▶ REQUIRED WORK: Count the lines in the records below that contain the word "banner" and reply with only that number.

▶ DATA SHOWN:
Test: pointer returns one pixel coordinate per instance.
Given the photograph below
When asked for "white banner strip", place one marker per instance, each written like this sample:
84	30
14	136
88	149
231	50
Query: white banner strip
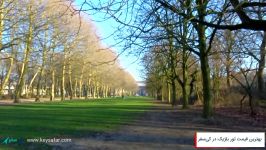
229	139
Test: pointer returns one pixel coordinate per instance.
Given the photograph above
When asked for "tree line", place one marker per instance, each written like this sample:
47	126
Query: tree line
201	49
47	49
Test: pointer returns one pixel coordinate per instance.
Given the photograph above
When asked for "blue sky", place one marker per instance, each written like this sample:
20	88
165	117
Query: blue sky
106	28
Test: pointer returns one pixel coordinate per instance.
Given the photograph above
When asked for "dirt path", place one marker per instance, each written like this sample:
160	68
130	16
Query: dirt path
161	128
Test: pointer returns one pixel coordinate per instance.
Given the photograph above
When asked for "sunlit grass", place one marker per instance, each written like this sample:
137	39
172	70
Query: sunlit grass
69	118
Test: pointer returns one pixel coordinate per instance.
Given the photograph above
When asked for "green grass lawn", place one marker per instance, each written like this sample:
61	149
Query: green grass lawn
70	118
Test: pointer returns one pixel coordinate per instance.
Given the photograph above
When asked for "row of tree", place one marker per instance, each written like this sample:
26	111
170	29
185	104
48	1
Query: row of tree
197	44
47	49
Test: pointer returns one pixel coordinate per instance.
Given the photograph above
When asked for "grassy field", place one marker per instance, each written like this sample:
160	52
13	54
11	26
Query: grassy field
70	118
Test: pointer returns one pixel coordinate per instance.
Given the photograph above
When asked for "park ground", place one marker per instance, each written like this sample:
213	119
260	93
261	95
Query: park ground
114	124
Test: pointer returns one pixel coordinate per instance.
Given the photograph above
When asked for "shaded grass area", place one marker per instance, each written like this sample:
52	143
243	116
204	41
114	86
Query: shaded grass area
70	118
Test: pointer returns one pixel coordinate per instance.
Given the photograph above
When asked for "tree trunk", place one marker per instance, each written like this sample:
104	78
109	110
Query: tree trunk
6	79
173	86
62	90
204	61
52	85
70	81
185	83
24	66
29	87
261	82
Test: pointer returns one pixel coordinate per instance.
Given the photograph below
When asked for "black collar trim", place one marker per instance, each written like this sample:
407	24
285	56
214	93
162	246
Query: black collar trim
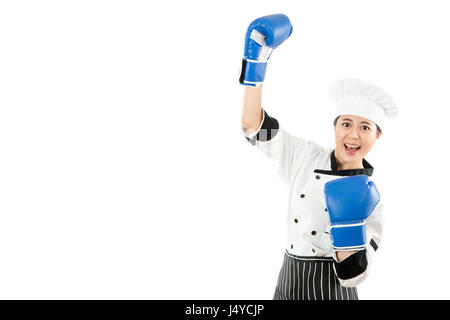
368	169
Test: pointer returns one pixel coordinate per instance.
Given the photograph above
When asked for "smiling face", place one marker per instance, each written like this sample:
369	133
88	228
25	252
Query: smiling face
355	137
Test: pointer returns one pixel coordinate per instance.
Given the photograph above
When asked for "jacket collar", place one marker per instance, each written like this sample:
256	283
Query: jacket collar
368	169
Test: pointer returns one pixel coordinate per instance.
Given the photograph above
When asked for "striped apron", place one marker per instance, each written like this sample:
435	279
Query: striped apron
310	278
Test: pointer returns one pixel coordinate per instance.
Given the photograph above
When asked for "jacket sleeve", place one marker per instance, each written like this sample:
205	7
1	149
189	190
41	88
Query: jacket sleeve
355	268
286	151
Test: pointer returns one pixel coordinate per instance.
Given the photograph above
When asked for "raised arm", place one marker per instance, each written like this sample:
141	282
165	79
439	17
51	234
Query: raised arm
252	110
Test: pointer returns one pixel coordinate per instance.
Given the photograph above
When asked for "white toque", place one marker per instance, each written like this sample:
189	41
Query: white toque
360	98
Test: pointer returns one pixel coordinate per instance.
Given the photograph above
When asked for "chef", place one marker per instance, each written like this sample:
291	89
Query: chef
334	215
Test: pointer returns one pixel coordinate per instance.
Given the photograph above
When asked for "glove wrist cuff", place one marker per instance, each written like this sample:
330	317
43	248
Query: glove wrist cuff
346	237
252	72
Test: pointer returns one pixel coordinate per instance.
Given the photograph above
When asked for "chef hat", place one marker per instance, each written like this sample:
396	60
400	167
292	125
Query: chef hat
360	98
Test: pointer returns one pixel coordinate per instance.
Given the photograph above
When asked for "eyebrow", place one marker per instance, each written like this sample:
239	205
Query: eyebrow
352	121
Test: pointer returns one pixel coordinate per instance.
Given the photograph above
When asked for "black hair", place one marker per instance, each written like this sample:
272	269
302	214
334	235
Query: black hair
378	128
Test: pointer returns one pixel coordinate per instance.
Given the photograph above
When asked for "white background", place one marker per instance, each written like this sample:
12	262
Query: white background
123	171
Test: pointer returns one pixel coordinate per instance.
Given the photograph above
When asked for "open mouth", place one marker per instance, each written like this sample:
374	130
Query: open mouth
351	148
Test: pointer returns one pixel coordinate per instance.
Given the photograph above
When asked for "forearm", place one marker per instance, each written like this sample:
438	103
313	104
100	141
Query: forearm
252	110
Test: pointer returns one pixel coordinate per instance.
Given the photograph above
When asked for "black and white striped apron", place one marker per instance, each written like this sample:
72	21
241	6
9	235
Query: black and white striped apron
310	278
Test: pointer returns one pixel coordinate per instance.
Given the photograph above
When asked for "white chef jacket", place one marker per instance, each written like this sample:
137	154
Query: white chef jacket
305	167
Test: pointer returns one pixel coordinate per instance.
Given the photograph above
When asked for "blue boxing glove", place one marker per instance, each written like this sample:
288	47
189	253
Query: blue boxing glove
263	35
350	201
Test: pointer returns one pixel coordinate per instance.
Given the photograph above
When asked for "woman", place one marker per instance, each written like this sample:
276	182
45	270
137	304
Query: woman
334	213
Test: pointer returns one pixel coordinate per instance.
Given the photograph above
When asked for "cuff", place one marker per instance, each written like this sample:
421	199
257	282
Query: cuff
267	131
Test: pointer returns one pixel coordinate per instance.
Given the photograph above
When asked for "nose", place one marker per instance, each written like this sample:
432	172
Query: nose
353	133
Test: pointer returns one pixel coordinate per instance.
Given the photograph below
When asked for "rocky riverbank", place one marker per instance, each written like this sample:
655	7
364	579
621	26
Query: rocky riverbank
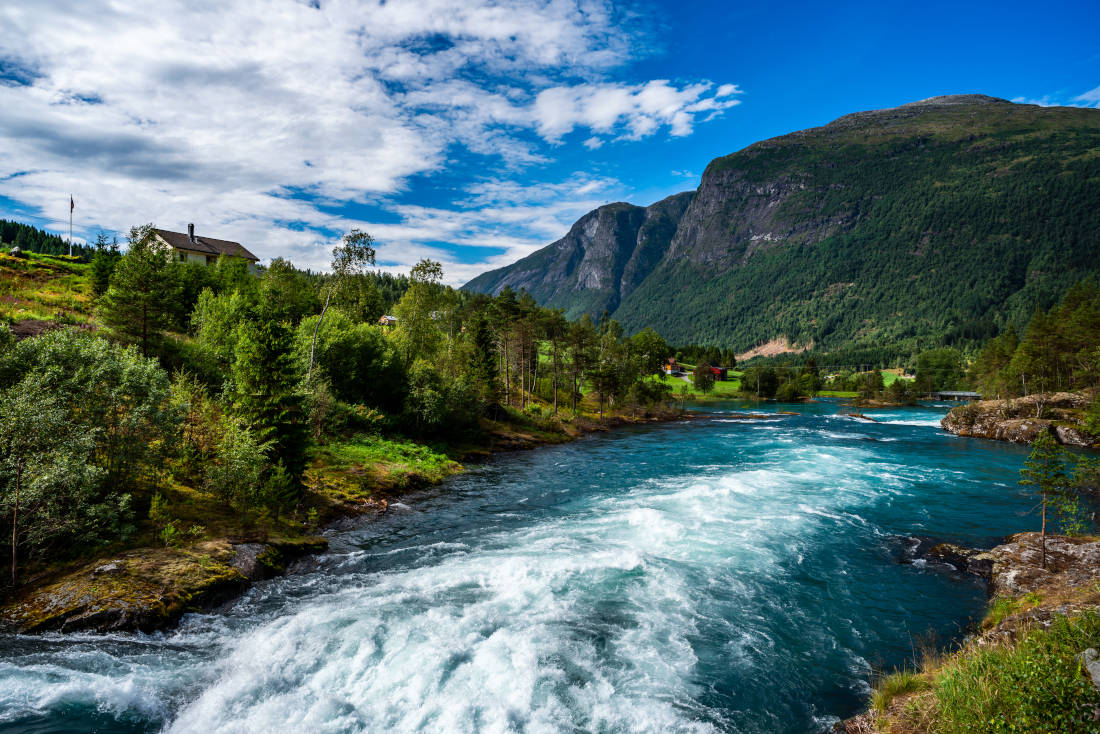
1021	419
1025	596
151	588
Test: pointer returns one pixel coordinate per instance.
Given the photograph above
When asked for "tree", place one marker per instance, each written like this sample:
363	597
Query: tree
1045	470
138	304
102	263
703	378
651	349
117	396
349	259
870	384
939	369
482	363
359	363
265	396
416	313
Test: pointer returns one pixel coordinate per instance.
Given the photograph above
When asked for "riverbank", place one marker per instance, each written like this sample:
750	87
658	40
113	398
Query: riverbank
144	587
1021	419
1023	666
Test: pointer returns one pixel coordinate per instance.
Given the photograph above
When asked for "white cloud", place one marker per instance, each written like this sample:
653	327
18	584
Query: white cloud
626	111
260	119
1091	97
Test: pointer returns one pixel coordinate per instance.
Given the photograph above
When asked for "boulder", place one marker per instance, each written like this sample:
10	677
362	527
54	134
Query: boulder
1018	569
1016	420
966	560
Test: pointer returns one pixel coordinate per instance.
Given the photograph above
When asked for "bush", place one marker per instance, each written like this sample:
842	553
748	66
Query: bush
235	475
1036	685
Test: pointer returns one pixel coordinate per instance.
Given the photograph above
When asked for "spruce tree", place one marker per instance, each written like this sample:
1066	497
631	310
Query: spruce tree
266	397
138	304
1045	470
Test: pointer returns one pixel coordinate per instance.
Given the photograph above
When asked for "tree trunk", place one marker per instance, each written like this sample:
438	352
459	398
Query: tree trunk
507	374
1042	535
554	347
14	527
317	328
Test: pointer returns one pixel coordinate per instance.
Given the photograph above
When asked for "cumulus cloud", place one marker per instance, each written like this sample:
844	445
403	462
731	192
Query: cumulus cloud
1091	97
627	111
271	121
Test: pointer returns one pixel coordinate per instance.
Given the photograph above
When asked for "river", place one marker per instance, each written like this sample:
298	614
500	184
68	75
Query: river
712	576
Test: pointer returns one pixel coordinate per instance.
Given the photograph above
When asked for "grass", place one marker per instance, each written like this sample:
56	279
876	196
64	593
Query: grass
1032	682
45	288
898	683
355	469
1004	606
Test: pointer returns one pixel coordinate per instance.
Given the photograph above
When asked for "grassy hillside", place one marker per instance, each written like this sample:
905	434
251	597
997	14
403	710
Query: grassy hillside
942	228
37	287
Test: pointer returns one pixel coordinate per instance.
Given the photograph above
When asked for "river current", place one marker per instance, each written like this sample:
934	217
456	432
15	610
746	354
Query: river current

▶ SOLUTION BELOW: 2